◆ Entries ◆
-=-=-=-=-
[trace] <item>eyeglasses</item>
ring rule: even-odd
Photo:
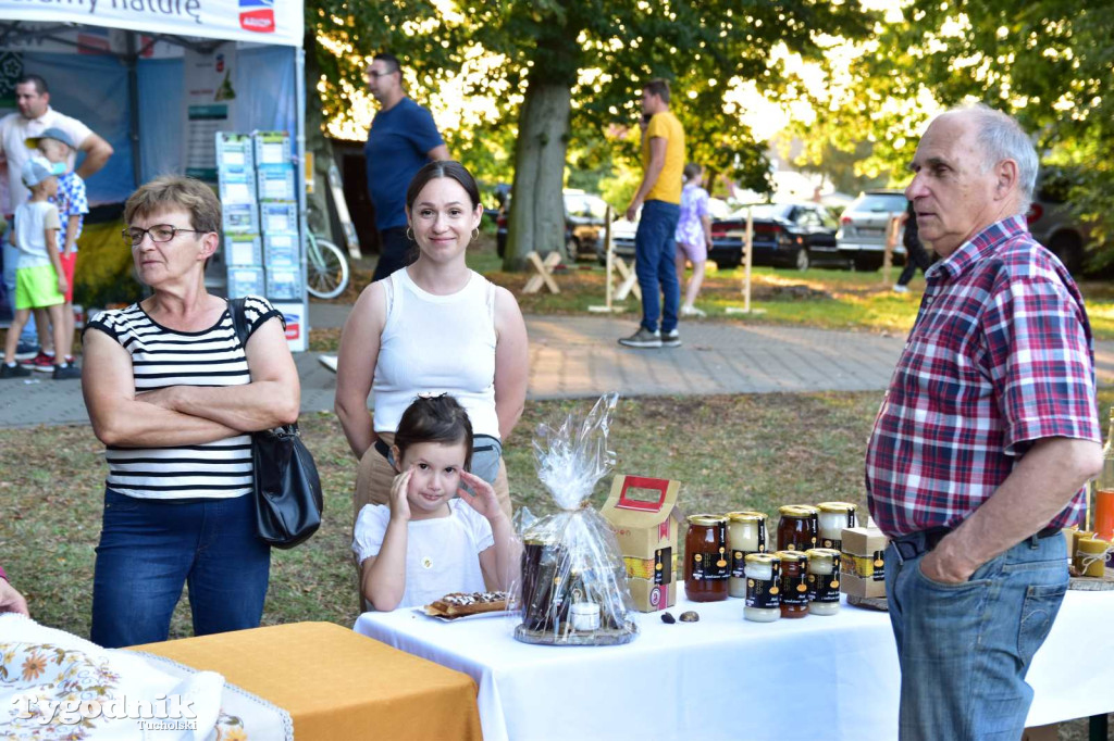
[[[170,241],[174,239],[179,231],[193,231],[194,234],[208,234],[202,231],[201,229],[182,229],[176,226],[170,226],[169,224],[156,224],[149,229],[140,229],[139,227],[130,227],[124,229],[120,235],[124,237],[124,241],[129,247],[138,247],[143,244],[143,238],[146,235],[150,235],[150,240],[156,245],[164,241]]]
-=-=-=-=-
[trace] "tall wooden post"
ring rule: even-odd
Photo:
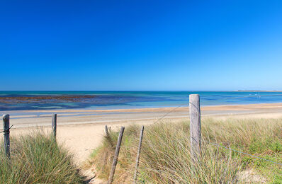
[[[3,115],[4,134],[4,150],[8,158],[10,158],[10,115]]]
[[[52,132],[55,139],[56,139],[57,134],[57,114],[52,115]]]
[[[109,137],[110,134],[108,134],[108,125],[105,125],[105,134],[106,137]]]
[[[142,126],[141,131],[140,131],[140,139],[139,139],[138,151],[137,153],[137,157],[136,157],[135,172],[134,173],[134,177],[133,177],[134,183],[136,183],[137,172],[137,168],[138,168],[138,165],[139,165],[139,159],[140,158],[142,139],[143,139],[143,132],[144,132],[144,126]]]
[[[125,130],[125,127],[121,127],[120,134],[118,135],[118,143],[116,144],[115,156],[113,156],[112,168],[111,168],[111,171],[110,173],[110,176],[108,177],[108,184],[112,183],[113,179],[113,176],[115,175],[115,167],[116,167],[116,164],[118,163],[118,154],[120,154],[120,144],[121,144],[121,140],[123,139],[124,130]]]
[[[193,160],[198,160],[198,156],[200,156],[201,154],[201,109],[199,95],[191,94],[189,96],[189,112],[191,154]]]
-=-=-=-=-
Please report every line of the records that contains the word "trace", copying each such line in full.

◆ Result of the task ◆
[trace] <item>eyeglasses</item>
[trace] "tall wooden post"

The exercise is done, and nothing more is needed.